Selected excerpt ->
*** Block opens ***

By the Ayutthaya period, during the reign of King Borommatrailokkanat (1448–1488), the Three Seals Law recorded the organization of government departments, including a Department of Massage Physicians. This was a major department, which held higher rank (Sakdina) than officials in many other departments. Positions within the department were graded as Luang, Khun, Muen, and Phan, following the same ranking system used for officials of the period.

During the reign of King Narai (1656–1688), traditional medical knowledge was further documented through the compilation of numerous medical prescriptions. Many of these remedies had reportedly been used by royal physicians and were later compiled in the Tamra Phra Osot Phra Narai (Thai: ตำราพระโอสถพระนารายณ์; Phra Narai's Materia Medica). The collection includes preparations associated with the treatment of conditions involving the body's sen (lines) and lom (wind or vital energy), including pain, cramps, paralysis, swelling, and other disorders described in traditional Thai medicine. The prescriptions included topical medicines, oils, and ointments used as part of traditional therapeutic practices.

*** Block closes ***

Questions to answer ->
1: Transcribe the passage on traditional Thai medicine from "During the reign of King Narai" to "traditional therapeutic practices.".
2: Answer these questions using the passage on traditional Thai medicine.
(a) During whose reign did the Three Seals Law record a Department of Massage Physicians?
(b) What four grades were used for positions within that department?
(c) In which collection were the remedies from King Narai's reign compiled?
3: Resume the passage on traditional Thai medicine after its final sentence.
The records come from a separate source.

Source data ->

*** Block opens ***

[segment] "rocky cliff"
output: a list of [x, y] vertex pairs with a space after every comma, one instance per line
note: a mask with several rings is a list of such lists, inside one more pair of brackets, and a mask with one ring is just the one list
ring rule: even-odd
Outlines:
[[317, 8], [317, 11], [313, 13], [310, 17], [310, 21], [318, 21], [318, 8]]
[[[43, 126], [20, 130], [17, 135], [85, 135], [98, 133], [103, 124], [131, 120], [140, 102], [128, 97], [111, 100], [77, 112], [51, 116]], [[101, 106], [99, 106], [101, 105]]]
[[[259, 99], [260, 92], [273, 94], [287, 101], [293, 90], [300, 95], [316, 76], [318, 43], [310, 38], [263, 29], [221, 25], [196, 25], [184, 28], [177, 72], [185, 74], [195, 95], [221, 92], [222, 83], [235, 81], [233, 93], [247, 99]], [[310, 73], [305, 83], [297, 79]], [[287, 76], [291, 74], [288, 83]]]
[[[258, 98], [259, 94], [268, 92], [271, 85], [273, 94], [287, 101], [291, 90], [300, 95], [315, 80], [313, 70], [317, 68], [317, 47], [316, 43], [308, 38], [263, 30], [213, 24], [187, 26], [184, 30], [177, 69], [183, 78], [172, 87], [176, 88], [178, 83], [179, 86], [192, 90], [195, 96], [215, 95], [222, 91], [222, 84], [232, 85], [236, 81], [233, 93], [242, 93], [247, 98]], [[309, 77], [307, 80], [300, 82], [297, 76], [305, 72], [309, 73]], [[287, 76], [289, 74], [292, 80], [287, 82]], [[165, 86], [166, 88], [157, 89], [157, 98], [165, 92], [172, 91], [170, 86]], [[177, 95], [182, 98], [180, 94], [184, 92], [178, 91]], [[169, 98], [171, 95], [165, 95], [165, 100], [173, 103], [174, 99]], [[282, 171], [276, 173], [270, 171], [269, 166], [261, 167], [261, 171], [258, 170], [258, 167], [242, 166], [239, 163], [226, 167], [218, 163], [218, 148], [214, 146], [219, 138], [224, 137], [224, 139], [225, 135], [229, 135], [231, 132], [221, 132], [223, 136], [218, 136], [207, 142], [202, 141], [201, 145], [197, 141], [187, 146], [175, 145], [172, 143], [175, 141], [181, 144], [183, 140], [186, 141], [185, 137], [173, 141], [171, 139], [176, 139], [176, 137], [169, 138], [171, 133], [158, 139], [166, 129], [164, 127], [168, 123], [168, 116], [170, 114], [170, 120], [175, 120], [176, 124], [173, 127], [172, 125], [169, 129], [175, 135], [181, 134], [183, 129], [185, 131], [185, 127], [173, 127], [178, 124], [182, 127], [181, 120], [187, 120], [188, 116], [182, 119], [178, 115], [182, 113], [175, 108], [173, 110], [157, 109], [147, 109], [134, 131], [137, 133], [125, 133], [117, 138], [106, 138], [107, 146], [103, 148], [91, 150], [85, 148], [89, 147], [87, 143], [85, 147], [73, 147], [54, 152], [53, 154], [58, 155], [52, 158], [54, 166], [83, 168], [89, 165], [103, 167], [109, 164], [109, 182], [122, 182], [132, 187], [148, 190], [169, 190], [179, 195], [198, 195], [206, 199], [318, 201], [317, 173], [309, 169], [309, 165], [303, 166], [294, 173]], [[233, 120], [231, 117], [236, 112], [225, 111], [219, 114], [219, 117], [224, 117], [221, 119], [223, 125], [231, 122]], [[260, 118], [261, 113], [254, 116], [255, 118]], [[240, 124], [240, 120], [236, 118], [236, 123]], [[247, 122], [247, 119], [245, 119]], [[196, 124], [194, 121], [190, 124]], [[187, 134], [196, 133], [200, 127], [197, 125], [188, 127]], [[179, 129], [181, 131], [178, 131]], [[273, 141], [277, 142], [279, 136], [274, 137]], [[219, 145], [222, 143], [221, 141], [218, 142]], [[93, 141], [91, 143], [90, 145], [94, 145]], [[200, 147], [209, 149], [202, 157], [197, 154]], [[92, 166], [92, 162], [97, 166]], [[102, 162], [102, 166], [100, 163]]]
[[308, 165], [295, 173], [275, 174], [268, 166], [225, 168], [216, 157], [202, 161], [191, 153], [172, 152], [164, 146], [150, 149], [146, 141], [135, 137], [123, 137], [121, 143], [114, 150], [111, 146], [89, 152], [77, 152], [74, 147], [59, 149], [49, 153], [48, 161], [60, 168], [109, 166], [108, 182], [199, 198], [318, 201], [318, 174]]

*** Block closes ***

Task-by-task outputs ->
1:
During the reign of King Narai (1656–1688), traditional medical knowledge was further documented through the compilation of numerous medical prescriptions. Many of these remedies had reportedly been used by royal physicians and were later compiled in the Tamra Phra Osot Phra Narai (Thai: ตำราพระโอสถพระนารายณ์; Phra Narai's Materia Medica). The collection includes preparations associated with the treatment of conditions involving the body's sen (lines) and lom (wind or vital energy), including pain, cramps, paralysis, swelling, and other disorders described in traditional Thai medicine. The prescriptions included topical medicines, oils, and ointments used as part of traditional therapeutic practices.

2:
(a) King Borommatrailokkanat (1448–1488)
(b) Luang, Khun, Muen, and Phan
(c) The Tamra Phra Osot Phra Narai (Phra Narai's Materia Medica)

3:
Evidence from the royal chronicles records that in 1758, during the reign of King Borommakot, the king fell gravely ill, and royal masseurs attended to him closely. The chronicle recounts that one day, past noon, five attendants helped him rise from bed to go to the royal privy. As Luang Ratcharaksa and Luang Racho, the royal masseurs, supported him to stand, he was struck by a sudden attack of "wind" (a traditional-medicine term for a disorder affecting circulation and nerve function): his eyes rolled back, his breathing became labored like snoring, and his hand reached out grasping for something to hold onto. The two masseurs laid him back down and administered massage to treat the affliction.

Further evidence comes from the records of Simon de la Loubère, a French envoy who visited the Kingdom of Siam in 1687–1688. He recorded that in Siam, when a person fell ill, a practitioner skilled in this art would climb onto the patient's body and press down with their feet to stretch the muscles and tendons. He also noted that pregnant women reportedly had children walk on their bodies to ease childbirth and reduce pain.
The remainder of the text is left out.